Travel through time

A look at the past provides a glimpse of the future

The earth trembles as monstrous coal haulers roll up the road towards the Battle River power plant. It’s the oldest coal plant in Alberta, and it’s still not quite half as old as SAIT.

We crane our necks and watch them roll past, and, realizing that we’ve taken a wrong turn, head back down the dirt road, towards my family reunion.

You don’t have to look far to find a slice of the past in Alberta, and nowhere is that more true than at a Bridge family reunion.

In the words of Shyla Bridge, my third cousin, twice removed, “You know you’re surrounded by old people when everybody is talking about where they got their teeth.”

At night, we sat around a bonfire, miles away from cellular service and even further from Wi-Fi, and we talked and watched the lightning flash over the canola fields. We listened to the fire and the thunder, and we talked, the way people used to talk 100 years ago.

We talked about how my grandfather rode a horse and buggy to school in the 1930s.

We talked about how my distant-cousin Elmer can still remember when radio first took off in Alberta.

But, most of all, we talked about how much things have changed.

In 1916, when SAIT was founded, landline phones were a luxury item, and today, they are becoming a thing of the past. Ford’s Model T was at the height of its production, and cars were finally becoming commonplace.

The TI-84 calculator that we all used in high school has 11 times more random access memory than the 1969 lunar module.

The next time you see that 1966 Oldsmobile Toronado drive down 16th Avenue, remember that our school is twice as old.

When you see on the news that there has been another terror attack overseas, remember that in 1916, Canadian soldiers were dying in trenches at the battle of the Somme. When you walk these halls, remember that SAIT has stood through two world wars.

And When you see our nation’s flag fly, remember that SAIT had stood for nearly 50 years before we adopted the maple leaf.

**GOAL**
Continue the essay on SAIT's age and the family reunion from its last sentence.

**PROVIDED MATERIAL**
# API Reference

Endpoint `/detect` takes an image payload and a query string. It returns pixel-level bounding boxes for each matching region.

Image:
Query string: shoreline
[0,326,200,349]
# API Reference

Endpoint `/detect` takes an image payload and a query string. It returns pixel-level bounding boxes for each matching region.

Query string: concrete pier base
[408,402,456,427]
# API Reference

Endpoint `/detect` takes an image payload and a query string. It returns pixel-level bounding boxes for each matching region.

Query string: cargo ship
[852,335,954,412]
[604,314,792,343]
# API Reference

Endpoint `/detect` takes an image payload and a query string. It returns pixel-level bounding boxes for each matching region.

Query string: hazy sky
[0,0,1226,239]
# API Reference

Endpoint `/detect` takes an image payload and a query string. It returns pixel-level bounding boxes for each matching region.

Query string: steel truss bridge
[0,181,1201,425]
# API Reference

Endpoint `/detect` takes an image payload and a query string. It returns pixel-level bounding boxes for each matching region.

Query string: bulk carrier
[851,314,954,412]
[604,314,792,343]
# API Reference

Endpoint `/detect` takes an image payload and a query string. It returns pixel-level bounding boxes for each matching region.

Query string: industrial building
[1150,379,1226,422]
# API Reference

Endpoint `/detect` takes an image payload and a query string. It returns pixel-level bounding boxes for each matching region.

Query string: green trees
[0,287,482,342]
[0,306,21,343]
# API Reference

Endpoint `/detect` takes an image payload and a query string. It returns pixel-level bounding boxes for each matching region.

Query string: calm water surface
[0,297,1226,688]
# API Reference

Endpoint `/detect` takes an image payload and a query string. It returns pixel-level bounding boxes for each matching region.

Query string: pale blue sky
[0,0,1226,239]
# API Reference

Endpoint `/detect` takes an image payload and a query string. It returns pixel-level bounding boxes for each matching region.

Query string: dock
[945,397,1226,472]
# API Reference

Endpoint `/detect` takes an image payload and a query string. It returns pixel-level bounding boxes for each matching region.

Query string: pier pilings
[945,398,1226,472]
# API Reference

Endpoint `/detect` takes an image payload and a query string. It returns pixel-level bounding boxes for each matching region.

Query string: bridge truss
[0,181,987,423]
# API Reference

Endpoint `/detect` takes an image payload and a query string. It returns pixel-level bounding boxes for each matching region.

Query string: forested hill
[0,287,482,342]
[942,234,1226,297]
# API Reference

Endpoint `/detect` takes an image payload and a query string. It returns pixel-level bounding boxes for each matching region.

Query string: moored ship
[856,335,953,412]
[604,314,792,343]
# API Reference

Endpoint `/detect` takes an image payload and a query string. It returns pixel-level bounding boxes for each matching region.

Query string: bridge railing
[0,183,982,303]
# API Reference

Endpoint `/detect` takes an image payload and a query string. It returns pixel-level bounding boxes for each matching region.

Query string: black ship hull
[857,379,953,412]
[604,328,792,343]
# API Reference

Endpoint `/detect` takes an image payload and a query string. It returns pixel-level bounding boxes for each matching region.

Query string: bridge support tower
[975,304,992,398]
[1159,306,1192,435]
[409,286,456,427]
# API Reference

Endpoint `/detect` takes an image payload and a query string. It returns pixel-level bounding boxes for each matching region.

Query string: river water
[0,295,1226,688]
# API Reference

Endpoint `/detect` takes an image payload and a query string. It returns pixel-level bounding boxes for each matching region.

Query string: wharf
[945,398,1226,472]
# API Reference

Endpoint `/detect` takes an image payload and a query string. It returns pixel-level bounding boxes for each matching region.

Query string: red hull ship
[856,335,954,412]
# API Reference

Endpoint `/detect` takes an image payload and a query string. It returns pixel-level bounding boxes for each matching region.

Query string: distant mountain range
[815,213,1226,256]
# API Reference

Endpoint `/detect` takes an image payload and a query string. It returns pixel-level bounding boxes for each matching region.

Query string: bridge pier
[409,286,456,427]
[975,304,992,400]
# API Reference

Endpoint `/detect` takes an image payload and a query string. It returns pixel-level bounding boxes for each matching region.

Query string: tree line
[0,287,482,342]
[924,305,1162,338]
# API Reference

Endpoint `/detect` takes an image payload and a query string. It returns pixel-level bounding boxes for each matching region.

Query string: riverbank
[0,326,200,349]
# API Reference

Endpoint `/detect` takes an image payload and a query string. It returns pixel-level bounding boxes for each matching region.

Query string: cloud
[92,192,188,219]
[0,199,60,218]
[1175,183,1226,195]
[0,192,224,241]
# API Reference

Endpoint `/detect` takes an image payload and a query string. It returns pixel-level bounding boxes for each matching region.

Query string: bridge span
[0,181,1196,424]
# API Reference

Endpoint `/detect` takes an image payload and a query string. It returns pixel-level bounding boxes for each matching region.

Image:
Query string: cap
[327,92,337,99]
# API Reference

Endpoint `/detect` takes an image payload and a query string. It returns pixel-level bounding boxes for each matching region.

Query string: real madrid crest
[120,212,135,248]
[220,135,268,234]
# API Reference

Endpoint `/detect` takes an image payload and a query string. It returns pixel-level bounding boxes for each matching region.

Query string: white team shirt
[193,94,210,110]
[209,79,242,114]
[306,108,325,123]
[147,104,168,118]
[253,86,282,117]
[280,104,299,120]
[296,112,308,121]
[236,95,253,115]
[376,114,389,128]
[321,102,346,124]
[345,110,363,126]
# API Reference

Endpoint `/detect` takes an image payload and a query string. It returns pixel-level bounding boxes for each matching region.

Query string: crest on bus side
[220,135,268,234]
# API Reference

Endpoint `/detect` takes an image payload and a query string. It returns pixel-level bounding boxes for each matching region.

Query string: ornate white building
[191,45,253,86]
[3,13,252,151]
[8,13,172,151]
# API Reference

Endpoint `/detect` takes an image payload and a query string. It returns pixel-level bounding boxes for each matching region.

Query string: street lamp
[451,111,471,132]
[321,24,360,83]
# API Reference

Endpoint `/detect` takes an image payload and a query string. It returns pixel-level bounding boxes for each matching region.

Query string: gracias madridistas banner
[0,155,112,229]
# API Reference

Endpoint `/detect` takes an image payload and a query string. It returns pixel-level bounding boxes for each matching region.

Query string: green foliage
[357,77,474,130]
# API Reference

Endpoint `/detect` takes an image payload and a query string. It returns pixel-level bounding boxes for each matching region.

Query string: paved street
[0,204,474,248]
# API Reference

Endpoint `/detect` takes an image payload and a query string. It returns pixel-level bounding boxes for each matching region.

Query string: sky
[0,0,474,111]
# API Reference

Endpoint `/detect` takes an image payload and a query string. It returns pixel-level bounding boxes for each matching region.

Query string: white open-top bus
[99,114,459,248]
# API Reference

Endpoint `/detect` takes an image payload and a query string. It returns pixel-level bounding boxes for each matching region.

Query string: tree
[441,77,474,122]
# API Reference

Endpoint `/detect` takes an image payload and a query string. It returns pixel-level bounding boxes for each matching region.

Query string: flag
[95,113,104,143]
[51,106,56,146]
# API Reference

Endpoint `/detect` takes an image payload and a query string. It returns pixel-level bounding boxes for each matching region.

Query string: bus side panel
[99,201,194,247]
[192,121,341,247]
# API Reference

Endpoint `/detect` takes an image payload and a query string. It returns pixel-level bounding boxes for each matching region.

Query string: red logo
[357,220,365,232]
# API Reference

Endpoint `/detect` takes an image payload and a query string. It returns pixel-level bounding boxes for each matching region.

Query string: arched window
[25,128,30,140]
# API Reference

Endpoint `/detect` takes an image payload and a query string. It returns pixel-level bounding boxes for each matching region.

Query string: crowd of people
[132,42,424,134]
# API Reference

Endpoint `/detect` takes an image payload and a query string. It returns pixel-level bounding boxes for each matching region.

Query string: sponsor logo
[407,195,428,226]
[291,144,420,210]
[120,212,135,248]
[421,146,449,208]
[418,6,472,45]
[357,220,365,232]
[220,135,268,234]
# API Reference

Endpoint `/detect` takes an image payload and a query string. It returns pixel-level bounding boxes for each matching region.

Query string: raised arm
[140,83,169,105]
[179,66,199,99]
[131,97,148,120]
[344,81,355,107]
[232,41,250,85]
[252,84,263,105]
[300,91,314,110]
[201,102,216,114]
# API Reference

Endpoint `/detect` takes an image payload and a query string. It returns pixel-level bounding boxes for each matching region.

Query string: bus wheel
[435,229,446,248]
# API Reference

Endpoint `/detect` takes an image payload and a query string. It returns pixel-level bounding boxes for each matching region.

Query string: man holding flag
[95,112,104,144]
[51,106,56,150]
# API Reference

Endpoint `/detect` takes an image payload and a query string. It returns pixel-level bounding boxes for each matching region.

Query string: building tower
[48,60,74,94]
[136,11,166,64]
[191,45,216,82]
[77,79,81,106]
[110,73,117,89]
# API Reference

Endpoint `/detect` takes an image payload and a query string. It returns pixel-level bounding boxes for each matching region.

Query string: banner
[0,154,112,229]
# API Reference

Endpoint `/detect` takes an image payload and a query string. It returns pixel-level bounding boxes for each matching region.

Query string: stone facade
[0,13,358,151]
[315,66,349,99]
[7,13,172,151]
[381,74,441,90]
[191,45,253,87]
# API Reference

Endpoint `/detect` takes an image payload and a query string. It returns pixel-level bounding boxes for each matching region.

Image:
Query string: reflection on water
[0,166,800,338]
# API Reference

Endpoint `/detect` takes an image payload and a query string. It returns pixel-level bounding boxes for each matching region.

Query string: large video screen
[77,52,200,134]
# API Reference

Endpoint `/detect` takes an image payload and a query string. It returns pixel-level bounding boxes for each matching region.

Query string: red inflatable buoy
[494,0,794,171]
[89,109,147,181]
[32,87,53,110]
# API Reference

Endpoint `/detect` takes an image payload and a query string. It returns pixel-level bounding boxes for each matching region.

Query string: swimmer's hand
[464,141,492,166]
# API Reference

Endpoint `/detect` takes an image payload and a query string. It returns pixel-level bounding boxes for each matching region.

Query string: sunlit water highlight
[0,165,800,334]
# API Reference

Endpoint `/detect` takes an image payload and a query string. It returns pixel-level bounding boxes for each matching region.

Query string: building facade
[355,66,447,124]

**SOLVED PROBLEM**
Over 150 people came to our family reunion this year. As always, I hardly knew anybody there, and I was glad to come home. But, it’s important to remember where you came from, to recognize your roots.

That’s why every three years, since I was a year old, I’ve travelled out into the middle of nowhere, away from all the cell phones, office work and Game of Thrones, to talk to people I hardly know.

Before we left, we drove out to take another look at the Battle Creek power plant. With a pang of regret, I recalled that it is scheduled for decommissioning, and one day, coal plants will probably be a thing of the past.

On the drive back to Calgary, I saw new wind turbines off on the horizon. I suppose they stand as a reminder of how far we’ve come, and of how far we have yet to go.

Futurists can sit around and ponder the possibility of interstellar travel all day. Maybe we will see meta-humans or artificial intelligence in our lifetime, or maybe we won’t.

But, as the adage goes, the future is what we make of it.

The machines of tomorrow will be made by tradespeople who learned their craft at our school, and who knows where you will take us.

Let us open new doors, and may we never forget where we came from.

As Gord Downie of the Tragically Hip said, before he left Calgary for good, “We’ve survived it all. Take care of yourself, Calgary, I know you will.”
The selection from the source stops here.